* What you will do:
Copy out each of the following rows word for word, keeping every line unchanged.

>> start Supplied records

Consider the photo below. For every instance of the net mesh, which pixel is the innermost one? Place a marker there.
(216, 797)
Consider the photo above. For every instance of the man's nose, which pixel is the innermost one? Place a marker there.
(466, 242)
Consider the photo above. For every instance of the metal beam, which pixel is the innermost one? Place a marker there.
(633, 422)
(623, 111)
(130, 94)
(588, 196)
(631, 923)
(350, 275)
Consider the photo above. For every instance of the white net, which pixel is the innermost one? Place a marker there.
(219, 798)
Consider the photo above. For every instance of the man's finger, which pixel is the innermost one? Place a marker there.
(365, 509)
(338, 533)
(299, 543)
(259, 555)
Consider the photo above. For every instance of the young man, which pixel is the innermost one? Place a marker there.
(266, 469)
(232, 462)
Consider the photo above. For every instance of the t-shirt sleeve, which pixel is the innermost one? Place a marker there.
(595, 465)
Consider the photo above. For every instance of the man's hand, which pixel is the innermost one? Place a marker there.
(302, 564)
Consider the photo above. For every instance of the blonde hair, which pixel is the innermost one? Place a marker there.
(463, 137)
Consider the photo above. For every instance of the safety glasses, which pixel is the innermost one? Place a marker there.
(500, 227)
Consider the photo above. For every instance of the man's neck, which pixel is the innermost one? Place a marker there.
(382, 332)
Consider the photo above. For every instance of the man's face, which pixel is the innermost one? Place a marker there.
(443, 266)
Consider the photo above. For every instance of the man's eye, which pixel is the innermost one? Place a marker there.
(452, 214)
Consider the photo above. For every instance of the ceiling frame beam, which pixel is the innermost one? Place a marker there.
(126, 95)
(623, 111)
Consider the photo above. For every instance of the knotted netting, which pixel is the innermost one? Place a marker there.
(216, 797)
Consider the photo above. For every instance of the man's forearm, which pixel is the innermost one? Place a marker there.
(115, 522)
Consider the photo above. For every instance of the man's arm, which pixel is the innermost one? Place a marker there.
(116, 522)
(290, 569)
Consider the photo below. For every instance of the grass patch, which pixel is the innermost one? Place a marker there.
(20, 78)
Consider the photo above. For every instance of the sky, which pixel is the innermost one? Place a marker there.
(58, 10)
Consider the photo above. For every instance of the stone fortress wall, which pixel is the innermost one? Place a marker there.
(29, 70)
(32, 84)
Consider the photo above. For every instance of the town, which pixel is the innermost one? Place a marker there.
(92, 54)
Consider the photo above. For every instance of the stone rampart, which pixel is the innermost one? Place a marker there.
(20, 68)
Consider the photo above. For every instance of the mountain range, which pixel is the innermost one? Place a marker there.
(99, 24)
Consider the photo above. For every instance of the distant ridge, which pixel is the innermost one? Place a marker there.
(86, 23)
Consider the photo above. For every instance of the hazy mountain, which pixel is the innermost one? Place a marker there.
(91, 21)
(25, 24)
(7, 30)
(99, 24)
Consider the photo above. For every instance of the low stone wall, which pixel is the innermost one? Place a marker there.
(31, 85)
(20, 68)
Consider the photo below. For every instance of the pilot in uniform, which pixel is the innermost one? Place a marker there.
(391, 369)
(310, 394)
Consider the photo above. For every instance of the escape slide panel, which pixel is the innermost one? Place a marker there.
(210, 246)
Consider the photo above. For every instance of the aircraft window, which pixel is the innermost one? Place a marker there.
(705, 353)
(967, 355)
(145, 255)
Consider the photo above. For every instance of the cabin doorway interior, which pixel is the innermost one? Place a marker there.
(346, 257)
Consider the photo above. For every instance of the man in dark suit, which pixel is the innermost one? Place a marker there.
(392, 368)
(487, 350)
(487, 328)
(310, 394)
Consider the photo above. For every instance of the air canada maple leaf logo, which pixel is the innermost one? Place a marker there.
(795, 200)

>> end Supplied records

* Expected answer:
Consider the photo below. For every instance of the net mesh, which pixel is the innermost one? Place a marker there.
(216, 797)
Consider the photo above. For every instance of the man's nose, which pixel is the innermost one? Place a marker there.
(466, 242)
Consider the photo above. For every instance of the metal beam, which pixel is the innermost one? Place a marker there.
(633, 422)
(623, 111)
(130, 94)
(588, 196)
(631, 923)
(350, 275)
Consider the photo above. For every instance of the white net, which pixel is the innermost one? Place a marker there.
(219, 798)
Consider the photo above. For every instance of the man's finger, which pixel is the innermost one? Place a marker there.
(365, 509)
(338, 533)
(299, 543)
(259, 555)
Consider the photo above. For every instance of the young man, which pixel is the innermost one? Place a marker there.
(266, 469)
(232, 462)
Consider the photo above. For every instance of the t-shirt sleeve, which pixel is the innermost one? Place a marker there.
(595, 465)
Consider the photo above. For every instance of the man's hand, which pixel is the innermost one? Place a marker there.
(302, 564)
Consider the photo above. For every instance of the blonde hair, which pixel is the innermost one? Place a marker there.
(463, 137)
Consider the photo above. For every instance of the safety glasses, which pixel is the innermost one? Place a marker there.
(500, 227)
Consider the photo above. For every instance of the man's neck, which pixel is the innermost one? Place a marker there.
(382, 332)
Consider the photo above. For every instance of the man's face, which pixel is the innermost one? Place a marker there.
(443, 266)
Consider the photo above. For every instance of the man's eye, which pixel is the innermost one? Place a marker there.
(452, 214)
Consider the photo above. For every instance of the ceiling frame beam, which pixel is the innermost one? Place a marker there.
(126, 95)
(623, 111)
Consider the photo above. For every instance of the knotted netting, which pixel is the innermost one? Place a marker there.
(216, 797)
Consider the photo above. For every instance of the man's forearm, which pixel is the innermost one? Place a marker there.
(115, 522)
Consider the photo above. For every instance of the man's arm, which pixel is the innermost one? Place a marker there.
(116, 522)
(290, 569)
Consider the photo below. For every instance of the grass patch, which pixel is the innermost one? Place a marker there.
(20, 78)
Consider the photo above. For every instance of the sky, which pixel is the innermost one? Place a marker there.
(58, 10)
Consider the photo above. For every instance of the stone fortress wall, which pixel is the innermost one? Place a marker there.
(29, 70)
(32, 84)
Consider the photo above. For every instance of the town, which pixel is the innermost one? Place a marker there.
(92, 54)
Consider the photo above. For every instance of the stone rampart, which pixel is the innermost one? Place a marker there.
(20, 68)
Consider the photo above. For every instance of the mountain range, which pixel is the innermost one? Place a marker there.
(99, 24)
Consider the photo above. For every instance of the distant ridge, which pixel is the innermost one? Place a marker there.
(86, 23)
Consider the photo above. For every instance of the hazy mountain, which pixel is the innermost one? Place a marker there.
(91, 21)
(25, 24)
(7, 30)
(99, 24)
Consider the photo above. For every instance of the low stone wall, which pixel is the innermost one? Place a marker there.
(31, 85)
(20, 68)
Consider the photo below. For every instance of the pilot in uniform, which pixel is the innermost one? Place a marker there.
(391, 369)
(310, 394)
Consider the photo above. For every instance of the escape slide panel, which pixel is the innermost one? Place a marker there.
(210, 246)
Consider the photo above. For every instance of the aircraft window, which pixel is the innermost one? Place a marker there.
(705, 353)
(967, 355)
(145, 255)
Consider the photo above. For every instance of the cabin doorway interior, which pixel is the innermost one? Place a marker there.
(346, 257)
Consider the photo above. For every instance of the man in dark suit, which pixel is the innermost one? Place a marker there.
(392, 368)
(487, 350)
(487, 328)
(310, 394)
Consider the photo above. For every instance of the air canada maple leaf logo, which pixel is the innermost one? Place a marker there.
(795, 200)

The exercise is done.